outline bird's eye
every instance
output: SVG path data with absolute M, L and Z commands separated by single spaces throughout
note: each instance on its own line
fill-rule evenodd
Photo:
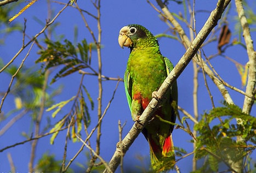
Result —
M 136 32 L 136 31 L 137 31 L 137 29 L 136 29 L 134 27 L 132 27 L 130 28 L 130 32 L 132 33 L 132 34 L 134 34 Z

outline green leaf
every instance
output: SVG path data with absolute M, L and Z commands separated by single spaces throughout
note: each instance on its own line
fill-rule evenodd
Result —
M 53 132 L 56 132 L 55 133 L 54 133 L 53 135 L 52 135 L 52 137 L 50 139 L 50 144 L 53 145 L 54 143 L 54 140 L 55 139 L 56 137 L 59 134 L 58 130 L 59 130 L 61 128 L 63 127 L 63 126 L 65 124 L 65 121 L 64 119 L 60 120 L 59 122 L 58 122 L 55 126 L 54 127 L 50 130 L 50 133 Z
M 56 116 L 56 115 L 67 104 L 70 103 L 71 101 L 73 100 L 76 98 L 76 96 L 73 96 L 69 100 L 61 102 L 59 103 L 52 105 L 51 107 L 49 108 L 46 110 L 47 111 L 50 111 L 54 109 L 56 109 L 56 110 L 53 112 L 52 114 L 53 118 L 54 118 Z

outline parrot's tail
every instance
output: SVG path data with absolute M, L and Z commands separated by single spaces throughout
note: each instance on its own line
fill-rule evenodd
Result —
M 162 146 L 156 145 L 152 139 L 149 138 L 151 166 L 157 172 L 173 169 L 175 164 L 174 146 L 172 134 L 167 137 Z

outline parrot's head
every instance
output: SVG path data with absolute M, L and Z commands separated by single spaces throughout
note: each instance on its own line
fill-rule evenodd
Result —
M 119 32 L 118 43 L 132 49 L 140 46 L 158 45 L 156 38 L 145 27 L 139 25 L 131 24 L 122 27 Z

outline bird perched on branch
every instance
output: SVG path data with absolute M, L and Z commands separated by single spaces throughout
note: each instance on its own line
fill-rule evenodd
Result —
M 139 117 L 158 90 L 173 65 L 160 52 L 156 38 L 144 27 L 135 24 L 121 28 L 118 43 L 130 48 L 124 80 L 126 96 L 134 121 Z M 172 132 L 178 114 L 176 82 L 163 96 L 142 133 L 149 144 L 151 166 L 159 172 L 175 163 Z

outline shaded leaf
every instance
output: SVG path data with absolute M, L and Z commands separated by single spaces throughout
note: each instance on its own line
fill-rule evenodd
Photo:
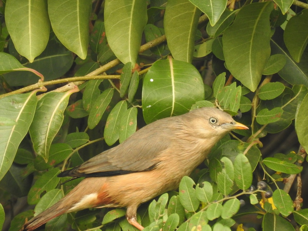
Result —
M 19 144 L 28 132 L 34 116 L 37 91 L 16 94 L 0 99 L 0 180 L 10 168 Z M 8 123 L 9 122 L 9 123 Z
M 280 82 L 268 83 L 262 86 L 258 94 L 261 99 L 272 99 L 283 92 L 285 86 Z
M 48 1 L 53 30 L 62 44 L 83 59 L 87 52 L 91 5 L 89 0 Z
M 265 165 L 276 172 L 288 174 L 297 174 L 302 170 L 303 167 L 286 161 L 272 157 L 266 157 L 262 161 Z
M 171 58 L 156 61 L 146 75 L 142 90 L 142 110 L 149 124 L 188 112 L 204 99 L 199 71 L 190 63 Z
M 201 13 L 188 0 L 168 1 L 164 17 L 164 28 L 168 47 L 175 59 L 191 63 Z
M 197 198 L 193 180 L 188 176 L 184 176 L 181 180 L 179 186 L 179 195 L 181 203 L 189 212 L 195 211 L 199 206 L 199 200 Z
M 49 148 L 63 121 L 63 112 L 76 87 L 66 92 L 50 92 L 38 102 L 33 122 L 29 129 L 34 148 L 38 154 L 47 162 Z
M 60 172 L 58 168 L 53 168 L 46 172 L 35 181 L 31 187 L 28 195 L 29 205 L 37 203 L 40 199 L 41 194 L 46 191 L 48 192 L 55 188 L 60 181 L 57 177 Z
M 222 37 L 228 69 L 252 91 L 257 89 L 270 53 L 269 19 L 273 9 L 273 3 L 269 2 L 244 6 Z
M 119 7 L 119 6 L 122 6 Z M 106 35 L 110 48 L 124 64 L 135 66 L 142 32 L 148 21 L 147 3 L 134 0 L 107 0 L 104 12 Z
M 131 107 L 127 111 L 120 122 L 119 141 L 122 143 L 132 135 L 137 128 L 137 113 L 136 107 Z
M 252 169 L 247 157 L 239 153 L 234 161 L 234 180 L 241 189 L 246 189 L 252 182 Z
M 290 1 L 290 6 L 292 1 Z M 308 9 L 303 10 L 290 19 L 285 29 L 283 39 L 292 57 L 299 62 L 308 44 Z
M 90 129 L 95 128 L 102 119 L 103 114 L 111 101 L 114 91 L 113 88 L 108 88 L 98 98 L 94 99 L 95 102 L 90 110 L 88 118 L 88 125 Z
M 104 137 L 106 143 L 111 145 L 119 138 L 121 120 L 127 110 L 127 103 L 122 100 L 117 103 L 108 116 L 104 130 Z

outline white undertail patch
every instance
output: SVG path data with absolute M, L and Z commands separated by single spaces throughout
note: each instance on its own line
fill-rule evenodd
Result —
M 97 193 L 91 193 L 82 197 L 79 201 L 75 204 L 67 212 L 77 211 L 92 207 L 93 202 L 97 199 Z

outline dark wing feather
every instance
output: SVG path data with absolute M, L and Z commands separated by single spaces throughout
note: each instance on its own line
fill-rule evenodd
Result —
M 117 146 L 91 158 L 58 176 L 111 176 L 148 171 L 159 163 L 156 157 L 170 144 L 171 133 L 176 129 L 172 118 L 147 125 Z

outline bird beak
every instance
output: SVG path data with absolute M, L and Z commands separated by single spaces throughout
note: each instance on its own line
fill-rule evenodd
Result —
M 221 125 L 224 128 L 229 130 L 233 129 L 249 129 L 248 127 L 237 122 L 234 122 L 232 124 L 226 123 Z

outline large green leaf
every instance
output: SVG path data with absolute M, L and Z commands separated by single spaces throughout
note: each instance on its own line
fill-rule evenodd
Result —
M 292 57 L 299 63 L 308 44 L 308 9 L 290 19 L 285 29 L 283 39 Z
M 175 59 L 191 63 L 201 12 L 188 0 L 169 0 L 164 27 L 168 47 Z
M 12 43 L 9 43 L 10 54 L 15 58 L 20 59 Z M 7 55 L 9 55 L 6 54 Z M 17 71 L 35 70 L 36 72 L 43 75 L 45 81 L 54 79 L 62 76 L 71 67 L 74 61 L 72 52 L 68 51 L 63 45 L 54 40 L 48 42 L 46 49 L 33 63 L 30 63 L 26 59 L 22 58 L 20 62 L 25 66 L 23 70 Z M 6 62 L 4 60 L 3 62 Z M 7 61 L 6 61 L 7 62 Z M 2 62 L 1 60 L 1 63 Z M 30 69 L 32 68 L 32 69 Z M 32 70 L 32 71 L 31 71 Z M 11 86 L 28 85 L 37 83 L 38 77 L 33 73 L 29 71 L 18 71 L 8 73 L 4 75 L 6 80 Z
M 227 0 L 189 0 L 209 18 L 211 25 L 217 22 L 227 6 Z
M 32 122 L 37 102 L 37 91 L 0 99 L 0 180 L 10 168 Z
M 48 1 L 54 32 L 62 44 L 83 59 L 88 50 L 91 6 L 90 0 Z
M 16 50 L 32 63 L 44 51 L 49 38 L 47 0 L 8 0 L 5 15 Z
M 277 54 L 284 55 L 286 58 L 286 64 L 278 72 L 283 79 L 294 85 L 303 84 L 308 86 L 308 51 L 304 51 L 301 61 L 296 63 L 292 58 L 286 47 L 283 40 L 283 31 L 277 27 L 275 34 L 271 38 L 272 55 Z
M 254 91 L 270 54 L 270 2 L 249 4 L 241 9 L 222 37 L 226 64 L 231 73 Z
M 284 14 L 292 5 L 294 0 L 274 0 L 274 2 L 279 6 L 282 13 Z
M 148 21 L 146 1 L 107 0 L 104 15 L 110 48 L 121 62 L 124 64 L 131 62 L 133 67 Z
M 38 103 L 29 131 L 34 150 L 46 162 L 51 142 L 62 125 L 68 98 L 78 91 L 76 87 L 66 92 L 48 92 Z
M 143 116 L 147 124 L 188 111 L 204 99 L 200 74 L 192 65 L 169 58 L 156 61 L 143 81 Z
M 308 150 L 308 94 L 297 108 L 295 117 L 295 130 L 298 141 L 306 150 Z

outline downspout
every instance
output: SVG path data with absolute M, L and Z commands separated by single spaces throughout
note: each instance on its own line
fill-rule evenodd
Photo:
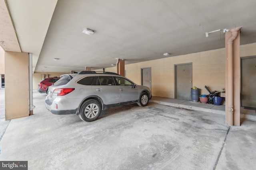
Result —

*-*-*

• DIRECTION:
Return, unchanged, the lines of the records from the line containing "outline bird beak" through the line containing "M 221 125 L", including both of those lines.

• RESPONSE TO THE EXERCISE:
outline bird beak
every instance
output: SVG path data with absolute M, L and Z commands separated by single spaces throughout
note: each instance on its own line
fill-rule evenodd
Result —
M 221 125 L 224 128 L 229 130 L 233 129 L 249 129 L 248 127 L 237 122 L 234 122 L 232 124 L 226 123 Z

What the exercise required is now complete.